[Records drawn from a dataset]
##############################
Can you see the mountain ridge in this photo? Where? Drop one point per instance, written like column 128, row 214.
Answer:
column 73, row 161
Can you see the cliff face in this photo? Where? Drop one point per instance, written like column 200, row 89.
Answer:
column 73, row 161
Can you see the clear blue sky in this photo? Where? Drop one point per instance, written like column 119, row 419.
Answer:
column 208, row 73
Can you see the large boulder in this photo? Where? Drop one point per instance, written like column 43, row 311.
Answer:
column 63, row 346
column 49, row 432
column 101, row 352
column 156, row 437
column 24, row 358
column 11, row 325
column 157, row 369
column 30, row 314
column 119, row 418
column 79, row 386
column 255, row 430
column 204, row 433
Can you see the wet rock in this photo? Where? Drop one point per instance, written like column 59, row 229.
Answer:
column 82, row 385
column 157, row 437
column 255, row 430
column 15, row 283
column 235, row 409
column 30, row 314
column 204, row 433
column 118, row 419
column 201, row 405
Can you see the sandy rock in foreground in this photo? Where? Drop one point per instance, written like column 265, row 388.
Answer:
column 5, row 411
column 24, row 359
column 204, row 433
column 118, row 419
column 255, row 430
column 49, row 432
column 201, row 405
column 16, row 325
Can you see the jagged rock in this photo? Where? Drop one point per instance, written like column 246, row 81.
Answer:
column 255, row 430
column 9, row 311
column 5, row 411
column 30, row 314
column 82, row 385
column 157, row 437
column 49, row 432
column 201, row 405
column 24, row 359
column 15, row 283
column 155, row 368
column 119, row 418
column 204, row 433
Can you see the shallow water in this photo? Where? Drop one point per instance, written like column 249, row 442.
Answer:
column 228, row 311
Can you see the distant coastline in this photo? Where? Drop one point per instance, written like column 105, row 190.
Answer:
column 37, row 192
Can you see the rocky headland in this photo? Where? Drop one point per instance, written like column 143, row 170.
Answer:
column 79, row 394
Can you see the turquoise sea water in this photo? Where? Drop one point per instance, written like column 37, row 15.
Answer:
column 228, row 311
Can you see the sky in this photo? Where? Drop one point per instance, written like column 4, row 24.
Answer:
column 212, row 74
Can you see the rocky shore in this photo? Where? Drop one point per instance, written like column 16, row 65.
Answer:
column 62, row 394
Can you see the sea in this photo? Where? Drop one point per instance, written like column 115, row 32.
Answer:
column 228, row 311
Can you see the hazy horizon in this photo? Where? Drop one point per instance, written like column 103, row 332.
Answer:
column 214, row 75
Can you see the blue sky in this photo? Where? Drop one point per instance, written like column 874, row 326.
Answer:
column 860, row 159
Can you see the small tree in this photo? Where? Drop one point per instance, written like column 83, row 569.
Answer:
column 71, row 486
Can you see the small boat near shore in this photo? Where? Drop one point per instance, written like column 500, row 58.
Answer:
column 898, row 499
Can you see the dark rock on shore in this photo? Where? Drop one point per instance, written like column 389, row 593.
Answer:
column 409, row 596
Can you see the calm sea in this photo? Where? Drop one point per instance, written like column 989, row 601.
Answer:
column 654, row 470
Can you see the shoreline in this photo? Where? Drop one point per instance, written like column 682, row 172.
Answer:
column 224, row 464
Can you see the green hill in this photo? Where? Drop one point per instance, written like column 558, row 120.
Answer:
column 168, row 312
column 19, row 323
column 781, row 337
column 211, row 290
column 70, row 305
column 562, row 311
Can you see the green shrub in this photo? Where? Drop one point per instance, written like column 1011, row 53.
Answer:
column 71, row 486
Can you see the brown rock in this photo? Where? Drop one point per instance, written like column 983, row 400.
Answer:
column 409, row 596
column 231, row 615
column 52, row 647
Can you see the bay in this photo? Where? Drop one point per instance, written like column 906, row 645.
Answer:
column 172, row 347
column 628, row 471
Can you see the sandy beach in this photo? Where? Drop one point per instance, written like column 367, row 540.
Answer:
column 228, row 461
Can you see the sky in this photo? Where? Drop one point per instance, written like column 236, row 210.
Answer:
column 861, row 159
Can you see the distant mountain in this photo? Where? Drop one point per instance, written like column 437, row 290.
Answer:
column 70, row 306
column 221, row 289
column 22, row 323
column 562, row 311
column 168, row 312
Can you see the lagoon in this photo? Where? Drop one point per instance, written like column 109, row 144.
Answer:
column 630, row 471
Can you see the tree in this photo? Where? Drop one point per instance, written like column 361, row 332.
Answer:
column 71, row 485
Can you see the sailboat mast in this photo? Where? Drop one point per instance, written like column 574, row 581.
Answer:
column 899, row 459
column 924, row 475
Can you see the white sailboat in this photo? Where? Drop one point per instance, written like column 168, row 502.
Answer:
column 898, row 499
##############################
* **EXERCISE OBJECTIVE**: The exact wording of every entry above should be written out again.

* **FINISHED TASK**:
Can you see the mountain ridge in this photo? Where? Drop one point per instance, written like column 128, row 214.
Answer:
column 73, row 161
Can you see the cliff face in this photo? Where? Drop one point per instance, written like column 200, row 89.
Answer:
column 73, row 161
Can you see the clear blue sky in this photo? Where? Drop one point per instance, written like column 119, row 419.
Answer:
column 208, row 73
Can you see the large boulder in this photo? Where? Drop one point per instance, written like column 43, row 311.
Answer:
column 63, row 346
column 49, row 432
column 101, row 352
column 156, row 437
column 24, row 358
column 11, row 325
column 157, row 369
column 30, row 314
column 119, row 418
column 79, row 386
column 255, row 430
column 204, row 433
Can you see the wet rock in this photo? Where? Drop one point per instance, written like column 59, row 229.
Answer:
column 82, row 385
column 157, row 437
column 255, row 430
column 15, row 283
column 235, row 409
column 30, row 314
column 204, row 433
column 118, row 419
column 201, row 405
Can you see the sandy rock in foreground in this photo? Where? Drop one point per instance, written like column 265, row 388.
Answer:
column 5, row 411
column 24, row 359
column 204, row 433
column 118, row 419
column 255, row 430
column 49, row 432
column 201, row 405
column 16, row 325
Can you see the jagged rock in this photo? Where? Drop one point per instance, written like column 246, row 81.
Answer:
column 255, row 430
column 9, row 311
column 5, row 411
column 30, row 314
column 82, row 385
column 157, row 437
column 49, row 432
column 201, row 405
column 24, row 359
column 15, row 283
column 155, row 368
column 119, row 418
column 204, row 433
Can you see the shallow water in this photo? Where? Drop one point per instance, written like column 249, row 442.
Answer:
column 228, row 311
Can you see the distant coastline in this photo? Where? Drop one point per instance, written like column 105, row 190.
Answer:
column 37, row 192
Can you see the rocky headland in this photo? Where? Drop one point per instance, written like column 143, row 170.
Answer:
column 79, row 394
Can you see the turquoise sea water in this photo? Where? Drop one point per instance, written like column 37, row 15.
Answer:
column 228, row 311
Can you see the sky in this photo? Where? Drop one point per instance, written like column 4, row 24.
Answer:
column 212, row 74
Can you see the rocky shore in this photo? Where? Drop one point per instance, written like column 16, row 65.
Answer:
column 62, row 394
Can you see the sea in this photo? Where? Drop one point per instance, written like column 115, row 32.
Answer:
column 228, row 311
Can you see the hazy horizon in this photo? Where? Drop one point per instance, written like column 103, row 332.
Answer:
column 214, row 75
Can you see the blue sky in this photo? Where? Drop one point per instance, written like column 874, row 326.
Answer:
column 860, row 159
Can you see the small tree in this photo? Where? Drop one point per instance, written like column 83, row 569.
Answer:
column 71, row 486
Can you see the small boat near shore in this photo? Where? Drop one point per instance, written like column 500, row 58.
Answer:
column 898, row 499
Can you see the dark rock on shore in this photo? Where? Drop one point per instance, written like column 389, row 593.
Answer:
column 409, row 596
Can you see the calm sea in this photo? Where? Drop one point per instance, written like column 989, row 601.
Answer:
column 654, row 470
Can you see the shoreline in this photo? Where? Drop one point per instance, written like column 682, row 172.
Answer:
column 224, row 464
Can you see the green hill in this photo? Where? Drop one point per instance, written like column 558, row 120.
Answer:
column 168, row 312
column 19, row 323
column 781, row 337
column 211, row 290
column 70, row 305
column 562, row 311
Can you see the green shrub in this photo? Where? Drop one point per instance, written like column 1011, row 53.
Answer:
column 71, row 486
Can you see the brown rock in this photo? Where? Drop one point per instance, written like column 983, row 400.
Answer:
column 409, row 596
column 231, row 615
column 52, row 647
Can you see the bay in this photo? Where? Drop one point per instance, written like column 906, row 645.
Answer:
column 172, row 347
column 628, row 471
Can you see the sandy beach in this photo? Where? Drop one point per instance, written like column 367, row 540.
Answer:
column 228, row 461
Can you see the sky in this photo? Where? Drop one point per instance, written like column 236, row 210.
Answer:
column 861, row 159
Can you see the distant mountain in this photo? Where? Drop one point per instance, written like column 437, row 290.
Answer:
column 70, row 306
column 221, row 289
column 22, row 323
column 562, row 311
column 168, row 312
Can you see the lagoon in this photo? Where? Drop one point per instance, written like column 109, row 144.
Answer:
column 630, row 471
Can you see the tree in this photo? Where? Drop one point per instance, written like column 361, row 332.
Answer:
column 71, row 485
Can you see the sailboat mast in this photo? Where? Drop one point per instance, written like column 574, row 581.
Answer:
column 899, row 459
column 924, row 475
Can you see the white sailboat in this photo? Where? Drop one point per instance, written like column 168, row 502.
Answer:
column 898, row 499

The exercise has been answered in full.